[To do] Output, exactly as written, the lines of the data below from the one containing "the brown wood" to the end.
___ Dataset content
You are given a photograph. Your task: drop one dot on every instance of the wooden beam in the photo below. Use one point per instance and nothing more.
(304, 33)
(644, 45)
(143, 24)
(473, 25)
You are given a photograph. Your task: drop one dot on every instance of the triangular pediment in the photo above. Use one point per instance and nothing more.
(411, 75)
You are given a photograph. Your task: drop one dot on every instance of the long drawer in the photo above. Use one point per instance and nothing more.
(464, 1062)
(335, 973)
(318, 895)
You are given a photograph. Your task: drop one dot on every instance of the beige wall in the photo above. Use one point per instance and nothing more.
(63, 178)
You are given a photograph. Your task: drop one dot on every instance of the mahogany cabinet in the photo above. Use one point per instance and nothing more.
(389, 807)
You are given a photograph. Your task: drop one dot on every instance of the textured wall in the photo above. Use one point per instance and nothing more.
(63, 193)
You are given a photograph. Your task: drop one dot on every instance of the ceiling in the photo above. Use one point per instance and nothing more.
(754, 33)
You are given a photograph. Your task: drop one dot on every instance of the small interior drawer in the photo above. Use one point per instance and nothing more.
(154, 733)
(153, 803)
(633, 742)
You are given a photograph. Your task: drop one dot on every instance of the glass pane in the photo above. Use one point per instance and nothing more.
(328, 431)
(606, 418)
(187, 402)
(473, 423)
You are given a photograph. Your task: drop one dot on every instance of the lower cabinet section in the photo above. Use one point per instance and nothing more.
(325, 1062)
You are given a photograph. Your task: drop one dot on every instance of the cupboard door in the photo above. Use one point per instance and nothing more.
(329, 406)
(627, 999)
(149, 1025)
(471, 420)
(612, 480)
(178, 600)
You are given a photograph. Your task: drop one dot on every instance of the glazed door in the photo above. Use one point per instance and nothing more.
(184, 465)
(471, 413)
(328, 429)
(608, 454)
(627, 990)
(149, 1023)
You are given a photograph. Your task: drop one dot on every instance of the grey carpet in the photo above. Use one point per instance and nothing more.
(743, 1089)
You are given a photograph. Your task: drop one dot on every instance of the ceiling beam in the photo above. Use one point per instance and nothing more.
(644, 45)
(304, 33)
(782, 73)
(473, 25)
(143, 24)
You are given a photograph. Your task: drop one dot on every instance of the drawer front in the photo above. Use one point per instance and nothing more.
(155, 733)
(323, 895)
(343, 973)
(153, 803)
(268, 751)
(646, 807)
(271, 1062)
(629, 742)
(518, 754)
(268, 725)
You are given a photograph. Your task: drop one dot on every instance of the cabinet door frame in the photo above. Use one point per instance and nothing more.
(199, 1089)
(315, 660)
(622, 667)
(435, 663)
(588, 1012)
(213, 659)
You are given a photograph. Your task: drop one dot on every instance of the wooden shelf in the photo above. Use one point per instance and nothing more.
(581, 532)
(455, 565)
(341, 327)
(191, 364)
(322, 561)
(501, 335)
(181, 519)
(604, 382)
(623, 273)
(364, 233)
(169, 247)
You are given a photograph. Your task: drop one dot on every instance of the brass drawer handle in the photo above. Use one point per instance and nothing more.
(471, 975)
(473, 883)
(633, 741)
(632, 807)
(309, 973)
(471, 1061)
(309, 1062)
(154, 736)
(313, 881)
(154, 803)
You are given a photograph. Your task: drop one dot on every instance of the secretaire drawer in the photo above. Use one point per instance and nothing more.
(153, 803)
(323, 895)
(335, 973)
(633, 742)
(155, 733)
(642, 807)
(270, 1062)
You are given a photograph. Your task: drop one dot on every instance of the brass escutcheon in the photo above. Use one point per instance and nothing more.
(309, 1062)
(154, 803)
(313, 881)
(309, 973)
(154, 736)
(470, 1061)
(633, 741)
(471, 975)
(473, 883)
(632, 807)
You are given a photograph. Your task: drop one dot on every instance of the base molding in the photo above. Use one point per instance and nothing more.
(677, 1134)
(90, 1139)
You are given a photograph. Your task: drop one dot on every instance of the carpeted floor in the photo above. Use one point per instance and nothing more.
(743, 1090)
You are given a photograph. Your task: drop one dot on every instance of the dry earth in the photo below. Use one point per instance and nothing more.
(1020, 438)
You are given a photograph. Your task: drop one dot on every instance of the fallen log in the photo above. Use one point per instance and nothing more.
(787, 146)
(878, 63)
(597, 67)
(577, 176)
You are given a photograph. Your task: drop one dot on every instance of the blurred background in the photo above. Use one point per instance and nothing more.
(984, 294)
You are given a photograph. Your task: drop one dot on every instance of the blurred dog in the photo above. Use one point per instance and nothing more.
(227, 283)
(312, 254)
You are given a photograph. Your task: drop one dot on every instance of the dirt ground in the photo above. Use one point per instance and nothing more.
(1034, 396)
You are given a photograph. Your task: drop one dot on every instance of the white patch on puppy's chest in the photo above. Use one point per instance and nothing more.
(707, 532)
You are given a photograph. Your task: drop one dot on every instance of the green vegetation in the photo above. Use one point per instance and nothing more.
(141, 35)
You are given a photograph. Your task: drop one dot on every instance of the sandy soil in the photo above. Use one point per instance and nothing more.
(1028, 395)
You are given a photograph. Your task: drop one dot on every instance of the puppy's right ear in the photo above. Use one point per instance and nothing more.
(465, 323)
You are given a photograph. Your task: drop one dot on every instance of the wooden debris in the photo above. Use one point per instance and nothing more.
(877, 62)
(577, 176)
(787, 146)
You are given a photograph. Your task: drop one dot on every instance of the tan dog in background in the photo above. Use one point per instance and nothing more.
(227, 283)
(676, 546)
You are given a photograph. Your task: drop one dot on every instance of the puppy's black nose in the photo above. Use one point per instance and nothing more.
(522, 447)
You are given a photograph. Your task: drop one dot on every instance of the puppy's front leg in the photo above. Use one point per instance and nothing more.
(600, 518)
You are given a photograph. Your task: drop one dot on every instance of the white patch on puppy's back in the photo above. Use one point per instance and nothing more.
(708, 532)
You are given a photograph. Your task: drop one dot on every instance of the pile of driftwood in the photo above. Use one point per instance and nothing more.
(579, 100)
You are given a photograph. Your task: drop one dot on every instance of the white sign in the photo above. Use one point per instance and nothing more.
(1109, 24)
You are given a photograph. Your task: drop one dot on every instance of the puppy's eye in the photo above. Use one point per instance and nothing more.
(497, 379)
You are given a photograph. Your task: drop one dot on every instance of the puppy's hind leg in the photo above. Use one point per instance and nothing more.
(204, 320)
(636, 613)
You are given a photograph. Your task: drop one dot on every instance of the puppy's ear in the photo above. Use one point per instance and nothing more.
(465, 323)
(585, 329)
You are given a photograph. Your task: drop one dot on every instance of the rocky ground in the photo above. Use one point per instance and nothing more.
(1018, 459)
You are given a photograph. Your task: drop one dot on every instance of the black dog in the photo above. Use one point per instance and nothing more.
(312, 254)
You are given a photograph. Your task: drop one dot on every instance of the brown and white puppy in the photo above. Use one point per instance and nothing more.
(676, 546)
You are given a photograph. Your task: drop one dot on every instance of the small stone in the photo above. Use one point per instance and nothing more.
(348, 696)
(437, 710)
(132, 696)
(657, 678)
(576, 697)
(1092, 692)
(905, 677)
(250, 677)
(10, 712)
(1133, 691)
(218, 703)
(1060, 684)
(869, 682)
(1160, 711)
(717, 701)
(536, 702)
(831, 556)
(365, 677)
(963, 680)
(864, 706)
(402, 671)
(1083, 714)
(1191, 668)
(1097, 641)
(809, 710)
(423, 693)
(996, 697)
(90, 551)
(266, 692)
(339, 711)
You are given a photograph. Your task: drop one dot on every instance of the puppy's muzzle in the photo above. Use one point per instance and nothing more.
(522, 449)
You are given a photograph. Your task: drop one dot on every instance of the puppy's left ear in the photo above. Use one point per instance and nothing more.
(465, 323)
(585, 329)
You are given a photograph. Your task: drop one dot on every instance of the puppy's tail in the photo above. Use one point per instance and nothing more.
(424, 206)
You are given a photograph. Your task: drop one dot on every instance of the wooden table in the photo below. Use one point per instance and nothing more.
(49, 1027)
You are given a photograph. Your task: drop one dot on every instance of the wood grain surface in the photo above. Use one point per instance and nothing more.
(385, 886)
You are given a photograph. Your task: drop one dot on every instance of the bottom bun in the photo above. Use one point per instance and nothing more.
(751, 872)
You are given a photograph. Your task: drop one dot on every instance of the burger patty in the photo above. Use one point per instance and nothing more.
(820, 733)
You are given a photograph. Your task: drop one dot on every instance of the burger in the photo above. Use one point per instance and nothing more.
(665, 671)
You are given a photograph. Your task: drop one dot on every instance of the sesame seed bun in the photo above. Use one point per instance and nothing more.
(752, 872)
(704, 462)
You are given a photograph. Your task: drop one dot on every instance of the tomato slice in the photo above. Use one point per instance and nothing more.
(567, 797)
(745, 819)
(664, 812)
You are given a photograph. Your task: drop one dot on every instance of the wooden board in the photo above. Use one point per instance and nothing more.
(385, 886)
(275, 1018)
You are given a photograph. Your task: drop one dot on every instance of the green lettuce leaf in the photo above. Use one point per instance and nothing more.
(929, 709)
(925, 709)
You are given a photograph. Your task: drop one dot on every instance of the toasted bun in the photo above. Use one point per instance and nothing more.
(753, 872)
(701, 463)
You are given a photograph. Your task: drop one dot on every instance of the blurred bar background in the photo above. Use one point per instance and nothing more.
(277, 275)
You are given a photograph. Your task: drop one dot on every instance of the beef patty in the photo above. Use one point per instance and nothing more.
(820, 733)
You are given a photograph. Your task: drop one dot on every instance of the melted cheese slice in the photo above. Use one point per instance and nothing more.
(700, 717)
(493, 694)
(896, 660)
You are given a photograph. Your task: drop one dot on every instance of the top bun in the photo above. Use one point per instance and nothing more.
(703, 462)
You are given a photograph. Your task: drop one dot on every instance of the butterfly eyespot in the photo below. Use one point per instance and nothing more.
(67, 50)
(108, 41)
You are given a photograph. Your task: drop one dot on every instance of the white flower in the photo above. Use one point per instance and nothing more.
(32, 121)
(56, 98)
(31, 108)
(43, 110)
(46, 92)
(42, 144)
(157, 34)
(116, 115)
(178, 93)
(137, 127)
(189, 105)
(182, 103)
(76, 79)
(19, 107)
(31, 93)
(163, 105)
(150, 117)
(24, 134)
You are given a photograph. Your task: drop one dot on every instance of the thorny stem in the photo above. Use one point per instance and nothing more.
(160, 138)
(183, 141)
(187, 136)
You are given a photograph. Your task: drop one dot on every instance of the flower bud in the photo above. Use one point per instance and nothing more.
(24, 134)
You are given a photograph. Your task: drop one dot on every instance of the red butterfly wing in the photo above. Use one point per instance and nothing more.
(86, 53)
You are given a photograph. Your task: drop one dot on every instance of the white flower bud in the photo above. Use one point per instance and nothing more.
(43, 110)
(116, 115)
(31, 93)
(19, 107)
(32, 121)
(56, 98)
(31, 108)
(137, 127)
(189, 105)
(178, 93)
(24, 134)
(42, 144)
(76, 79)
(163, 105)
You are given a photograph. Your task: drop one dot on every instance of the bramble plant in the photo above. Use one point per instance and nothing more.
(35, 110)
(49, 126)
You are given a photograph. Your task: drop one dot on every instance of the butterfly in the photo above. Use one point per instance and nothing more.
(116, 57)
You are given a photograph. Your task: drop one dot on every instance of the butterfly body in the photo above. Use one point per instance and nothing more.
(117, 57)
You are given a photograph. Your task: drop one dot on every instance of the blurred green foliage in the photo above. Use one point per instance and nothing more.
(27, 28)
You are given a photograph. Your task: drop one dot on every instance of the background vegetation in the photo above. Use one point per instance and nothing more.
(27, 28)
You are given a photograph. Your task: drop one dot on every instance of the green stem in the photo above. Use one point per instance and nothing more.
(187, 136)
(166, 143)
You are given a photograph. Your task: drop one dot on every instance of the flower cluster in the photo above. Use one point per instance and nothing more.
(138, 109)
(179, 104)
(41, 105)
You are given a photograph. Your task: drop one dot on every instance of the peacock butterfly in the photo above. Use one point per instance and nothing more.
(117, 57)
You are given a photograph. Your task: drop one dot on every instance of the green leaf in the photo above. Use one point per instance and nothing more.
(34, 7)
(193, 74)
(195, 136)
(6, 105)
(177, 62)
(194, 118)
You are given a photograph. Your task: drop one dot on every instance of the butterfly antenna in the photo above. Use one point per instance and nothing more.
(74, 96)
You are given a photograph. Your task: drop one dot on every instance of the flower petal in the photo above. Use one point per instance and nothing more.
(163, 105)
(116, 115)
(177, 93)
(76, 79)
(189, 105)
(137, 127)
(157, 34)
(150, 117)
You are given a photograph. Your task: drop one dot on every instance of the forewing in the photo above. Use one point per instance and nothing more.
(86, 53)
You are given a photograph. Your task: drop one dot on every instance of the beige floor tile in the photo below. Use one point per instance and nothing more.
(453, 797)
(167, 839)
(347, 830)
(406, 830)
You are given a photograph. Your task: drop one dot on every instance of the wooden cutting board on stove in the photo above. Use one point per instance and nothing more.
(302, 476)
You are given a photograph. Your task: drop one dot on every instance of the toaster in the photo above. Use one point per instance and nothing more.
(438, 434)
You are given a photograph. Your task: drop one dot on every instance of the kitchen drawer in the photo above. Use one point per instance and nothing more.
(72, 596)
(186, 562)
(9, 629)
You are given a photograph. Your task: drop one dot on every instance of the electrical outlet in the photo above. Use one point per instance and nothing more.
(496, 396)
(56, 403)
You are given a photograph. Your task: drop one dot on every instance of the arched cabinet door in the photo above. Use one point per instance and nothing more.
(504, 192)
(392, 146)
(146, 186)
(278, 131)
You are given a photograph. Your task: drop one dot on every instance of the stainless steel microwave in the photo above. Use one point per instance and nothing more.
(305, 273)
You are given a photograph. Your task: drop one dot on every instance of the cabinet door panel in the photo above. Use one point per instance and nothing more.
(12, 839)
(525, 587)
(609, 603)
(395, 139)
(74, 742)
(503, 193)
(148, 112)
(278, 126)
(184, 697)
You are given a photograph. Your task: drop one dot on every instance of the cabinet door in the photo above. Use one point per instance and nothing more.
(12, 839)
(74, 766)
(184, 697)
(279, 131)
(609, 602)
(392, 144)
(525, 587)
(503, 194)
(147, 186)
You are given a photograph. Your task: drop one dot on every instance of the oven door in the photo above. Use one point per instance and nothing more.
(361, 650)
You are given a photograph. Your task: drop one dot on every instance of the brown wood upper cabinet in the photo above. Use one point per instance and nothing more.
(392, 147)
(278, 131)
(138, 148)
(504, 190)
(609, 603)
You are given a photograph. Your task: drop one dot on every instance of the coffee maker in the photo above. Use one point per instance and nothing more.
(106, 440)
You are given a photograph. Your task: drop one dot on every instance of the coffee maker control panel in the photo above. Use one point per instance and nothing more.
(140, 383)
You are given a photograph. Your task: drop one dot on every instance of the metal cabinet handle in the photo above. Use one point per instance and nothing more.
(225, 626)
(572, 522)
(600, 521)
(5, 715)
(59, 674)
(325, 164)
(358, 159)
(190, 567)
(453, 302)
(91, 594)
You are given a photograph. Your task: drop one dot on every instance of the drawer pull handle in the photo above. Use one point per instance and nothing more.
______
[Answer for this exercise]
You are given a photograph. Your task: drop one dot on every instance of the brown wood upper cabinet in the photo above. Use one point per instance and nothing more.
(392, 147)
(278, 131)
(138, 148)
(504, 190)
(609, 603)
You are given a photograph. Your task: drop one dot on every instance of the coffee maker in the photo above. Use one point per instance and nothing more.
(106, 440)
You are given a photograph. Your task: drop one dot on every instance of the coffee maker control panel in the photo above. Use one point per instance and nothing more.
(140, 383)
You are given a photograph. Your task: drop one dot on every instance of the metal cabinet handle in the photo above. Use one point per instance and nothing more.
(225, 626)
(572, 522)
(600, 521)
(5, 715)
(59, 674)
(325, 164)
(358, 159)
(190, 567)
(453, 302)
(91, 594)
You are given a photograph. Your task: drop one dot on every instance of the drawer pull handle in the photo above. Use one point per instance and nothing more.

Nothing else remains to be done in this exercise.